- REQUIRED TASKS -
A) Rewrite the passage about Chiswick from "When stranded in" to "visa for him.", putting "Cambodia" in place of "Laos".
B) According to the passage about Chiswick, how many countries did he visit in total?
C) Extend the passage about Chiswick, starting after its final sentence.

- PAGE TEXT -
□ □ □

Chiswick was passionate about math and statistics, and found a career as a professional online poker player. He turned out to be very good at the game and used his winnings to fund his nomadic lifestyle. But it was his relationship with Chabad, with which he first connected during his time as an undergraduate at Northwestern, that would become one of the defining features of his life.
“Chabad wasn’t just something he was interested in; it was a passion that shaped who he was,” recalled Suzy Weiss, a longtime friend of Chiswick’s. “The first time I met Max, he asked me: ‘When are we going to the Ohel [the resting place of the Rebbe, Rabbi Menachem M. Schneerson, of righteous memory]? That was Max in a nutshell—deeply connected to his Judaism and Chabad. He also biked the length of Africa from Cairo to Cape Town, visiting Chabad centers along the way. In total, he visited 76 countries, traveling for 13 months straight from 2017 to 2018. During Covid Chiswick traveled to Africa to observe elephants and gorillas in their natural habitat, where he lived for two months at the Sangha Lodge on the Dzanga-Sangha Special Reserve in the Central African Republic.
“He never settled too long in one place because of his natural curiosity and desire to learn more about the world he lived in,” his father explained. “He loved Africa—he visited the continent 12 times—going on safaris, watching elephants and gorillas, and connecting with the people. It was where he was happy.”
When stranded in Laos after losing his visa, it was a Chabad rabbi who helped him navigate the bureaucracy through his connections to secure the visa for him.

□ □ □

- EXCERPTED RECORDS -

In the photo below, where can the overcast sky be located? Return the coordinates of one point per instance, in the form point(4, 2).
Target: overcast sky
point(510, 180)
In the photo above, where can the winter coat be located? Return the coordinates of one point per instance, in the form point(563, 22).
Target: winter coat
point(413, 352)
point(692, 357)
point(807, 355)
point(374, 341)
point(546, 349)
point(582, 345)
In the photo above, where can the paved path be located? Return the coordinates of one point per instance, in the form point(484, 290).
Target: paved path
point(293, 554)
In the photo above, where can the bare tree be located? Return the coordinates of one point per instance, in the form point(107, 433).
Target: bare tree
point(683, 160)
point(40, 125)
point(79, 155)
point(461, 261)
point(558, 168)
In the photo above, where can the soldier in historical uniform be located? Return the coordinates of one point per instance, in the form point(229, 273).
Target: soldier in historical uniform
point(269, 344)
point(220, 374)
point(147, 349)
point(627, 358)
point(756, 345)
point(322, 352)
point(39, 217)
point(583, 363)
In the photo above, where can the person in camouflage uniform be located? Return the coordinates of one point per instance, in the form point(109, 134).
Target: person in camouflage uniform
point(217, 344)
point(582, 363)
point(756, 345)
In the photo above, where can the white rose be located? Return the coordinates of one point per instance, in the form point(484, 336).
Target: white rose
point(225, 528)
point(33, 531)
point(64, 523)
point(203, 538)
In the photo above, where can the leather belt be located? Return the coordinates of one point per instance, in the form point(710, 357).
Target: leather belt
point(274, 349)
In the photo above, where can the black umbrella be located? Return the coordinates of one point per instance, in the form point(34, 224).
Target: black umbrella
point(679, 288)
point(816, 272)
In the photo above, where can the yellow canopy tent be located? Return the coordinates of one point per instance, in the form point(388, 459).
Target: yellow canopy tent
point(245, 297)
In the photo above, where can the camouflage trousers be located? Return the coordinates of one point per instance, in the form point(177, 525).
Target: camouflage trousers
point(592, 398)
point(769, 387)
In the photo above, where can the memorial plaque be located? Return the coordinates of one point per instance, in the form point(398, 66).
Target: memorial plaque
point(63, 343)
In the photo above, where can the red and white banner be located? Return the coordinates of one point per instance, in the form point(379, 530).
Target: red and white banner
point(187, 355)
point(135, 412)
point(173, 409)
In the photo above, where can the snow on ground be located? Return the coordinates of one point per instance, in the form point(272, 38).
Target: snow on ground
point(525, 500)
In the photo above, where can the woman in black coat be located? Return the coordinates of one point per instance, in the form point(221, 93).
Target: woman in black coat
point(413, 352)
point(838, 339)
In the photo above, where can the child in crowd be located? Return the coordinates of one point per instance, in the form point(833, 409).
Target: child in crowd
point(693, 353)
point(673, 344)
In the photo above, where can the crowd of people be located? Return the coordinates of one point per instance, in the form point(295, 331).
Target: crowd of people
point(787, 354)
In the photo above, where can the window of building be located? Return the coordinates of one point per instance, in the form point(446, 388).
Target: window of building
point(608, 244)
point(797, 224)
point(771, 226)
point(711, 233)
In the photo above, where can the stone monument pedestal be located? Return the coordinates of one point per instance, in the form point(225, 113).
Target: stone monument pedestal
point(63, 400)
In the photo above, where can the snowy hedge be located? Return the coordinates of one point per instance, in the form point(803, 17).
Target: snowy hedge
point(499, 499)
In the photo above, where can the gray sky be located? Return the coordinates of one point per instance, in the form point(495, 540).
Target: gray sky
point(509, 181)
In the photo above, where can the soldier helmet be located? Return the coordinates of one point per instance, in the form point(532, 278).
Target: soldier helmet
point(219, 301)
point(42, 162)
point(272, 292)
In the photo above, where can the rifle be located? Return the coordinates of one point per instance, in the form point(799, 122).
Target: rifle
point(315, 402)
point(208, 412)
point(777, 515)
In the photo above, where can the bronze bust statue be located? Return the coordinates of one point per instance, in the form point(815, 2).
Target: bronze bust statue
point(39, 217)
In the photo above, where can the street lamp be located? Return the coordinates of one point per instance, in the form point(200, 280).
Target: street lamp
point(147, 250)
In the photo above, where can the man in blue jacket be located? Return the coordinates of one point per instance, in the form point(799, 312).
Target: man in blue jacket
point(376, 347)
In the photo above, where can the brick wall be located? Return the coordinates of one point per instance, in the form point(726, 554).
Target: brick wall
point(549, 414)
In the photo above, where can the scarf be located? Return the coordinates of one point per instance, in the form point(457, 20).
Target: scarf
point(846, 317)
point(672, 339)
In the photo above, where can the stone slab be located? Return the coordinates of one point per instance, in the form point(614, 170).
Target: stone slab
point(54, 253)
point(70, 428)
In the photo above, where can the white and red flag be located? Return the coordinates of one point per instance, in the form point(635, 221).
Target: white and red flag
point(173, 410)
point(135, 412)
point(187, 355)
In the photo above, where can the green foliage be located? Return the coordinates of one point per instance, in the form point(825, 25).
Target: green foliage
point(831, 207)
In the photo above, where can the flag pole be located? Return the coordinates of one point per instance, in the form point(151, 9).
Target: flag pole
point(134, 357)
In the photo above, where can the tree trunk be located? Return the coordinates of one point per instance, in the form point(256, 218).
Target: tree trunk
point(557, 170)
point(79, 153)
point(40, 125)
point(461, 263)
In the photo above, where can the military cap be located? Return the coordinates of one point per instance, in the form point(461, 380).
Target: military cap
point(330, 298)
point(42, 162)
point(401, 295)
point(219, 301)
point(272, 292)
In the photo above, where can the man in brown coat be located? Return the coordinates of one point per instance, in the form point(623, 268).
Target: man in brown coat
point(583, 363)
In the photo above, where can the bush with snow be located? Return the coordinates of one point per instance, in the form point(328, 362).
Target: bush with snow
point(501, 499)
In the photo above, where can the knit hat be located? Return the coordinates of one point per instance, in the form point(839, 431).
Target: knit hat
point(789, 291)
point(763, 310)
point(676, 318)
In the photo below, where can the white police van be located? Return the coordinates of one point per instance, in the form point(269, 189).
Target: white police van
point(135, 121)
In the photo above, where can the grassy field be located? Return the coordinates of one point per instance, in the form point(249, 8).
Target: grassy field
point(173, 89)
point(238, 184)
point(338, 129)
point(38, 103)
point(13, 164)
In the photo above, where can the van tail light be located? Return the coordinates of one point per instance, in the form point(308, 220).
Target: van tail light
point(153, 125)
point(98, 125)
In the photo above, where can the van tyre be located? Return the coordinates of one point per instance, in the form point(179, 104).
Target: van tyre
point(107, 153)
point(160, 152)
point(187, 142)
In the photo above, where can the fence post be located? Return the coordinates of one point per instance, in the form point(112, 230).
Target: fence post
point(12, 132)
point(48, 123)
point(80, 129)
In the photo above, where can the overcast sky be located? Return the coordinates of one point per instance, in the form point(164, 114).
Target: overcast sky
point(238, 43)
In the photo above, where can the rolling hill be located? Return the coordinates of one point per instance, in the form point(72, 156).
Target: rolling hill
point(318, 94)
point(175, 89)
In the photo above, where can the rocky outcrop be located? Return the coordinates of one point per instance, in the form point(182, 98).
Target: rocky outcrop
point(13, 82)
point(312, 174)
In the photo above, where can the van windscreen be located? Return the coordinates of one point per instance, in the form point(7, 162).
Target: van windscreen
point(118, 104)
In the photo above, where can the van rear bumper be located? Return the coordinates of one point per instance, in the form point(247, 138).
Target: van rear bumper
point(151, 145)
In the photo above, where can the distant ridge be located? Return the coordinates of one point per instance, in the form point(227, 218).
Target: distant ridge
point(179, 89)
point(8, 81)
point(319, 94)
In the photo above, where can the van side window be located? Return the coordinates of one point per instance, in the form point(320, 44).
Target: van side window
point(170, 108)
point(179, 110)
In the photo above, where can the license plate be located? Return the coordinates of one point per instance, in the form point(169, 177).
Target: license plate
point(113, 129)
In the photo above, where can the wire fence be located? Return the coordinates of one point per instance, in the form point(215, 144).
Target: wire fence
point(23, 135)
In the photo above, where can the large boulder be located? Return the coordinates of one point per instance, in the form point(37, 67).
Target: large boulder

□ □ □

- RESPONSES TO THE EXERCISE -
A)
When stranded in Cambodia after losing his visa, it was a Chabad rabbi who helped him navigate the bureaucracy through his connections to secure the visa for him.

B) 76 countries.

C)
“Max always felt connected with Chabad; it gave him a sense of place and home wherever he went. No matter where he was around the world, whenever he walked into a Chabad, he felt accepted and free to express himself there. Especially on his solo travels, Chabad was how he found community and connected to Judaism,” Lisa said.
Rabbi Yosef Moscowitz shared how Chiswick proudly wore the kippah he gifted him on his journeys across the world, and how after the Oct. 7 terror attack in Israel he made a commitment to wear tefillin regularly. He received his first pair through a drive organized by Rabbi Avromy Super, the Chabad emissary to St. Lucia, and Dan and JJ Eleff of Dan’s Deals and committed to putting on tefillin every day of 2025. His friend, Suzy Weiss, said she hoped people would be inspired to take on this mitzvah in his memory.
“Max was deeply spiritual, yet completely unpretentious,” she said. “And he loved doing mitzvahs.”
Chiswick had a keen interest in art, making sure to support artists with disabilities and sought out their work, valuing the unique perspectives they brought to their craft. In what turned out, tragically, to be his last adventure, in December he traveled to Senegal for their annual art week.
“He was such a sweet and lovely man,” said Rabbi Shlomo Bentolila, executive director of Chabad of Central Africa. “He reached out to me and my son-in-law often, asking for recommendations of places to see and people across Africa he could visit.”
It was while traveling through Senegal that Chiswick contracted malaria, though he didn’t realize it at the time. He returned to Israel, where he checked in to a hospital after feeling unwell, and passed away in the beginning of January. But it wasn’t only in exotic locales that Chiswick searched for adventure and wisdom. Whether at his Chicago-area Chabad or at 770 Eastern Parkway, the synagogue at Chabad World Headquarters in Brooklyn which he’d frequent for farbrengens on the last day of Passover, the joyous days of Sukkot or other times of the year, he was always searching and studying.
“Every time Max came to the neighborhood, he would always come to stop in to visit and learn Torah,” said Rabbi Yossi Eliav, director of Chabad of Clinton Hill & Pratt Institute, who met Max in 770 one Purim. “He would check in from wherever he was traveling. He was a very special person that cared deeply about Torah and being Jewish.”
“He lived an extraordinary life and gave so much to so many, but was extremely modest,” Lisa remembered. “He touched so many lives and left his mark on the entire world.”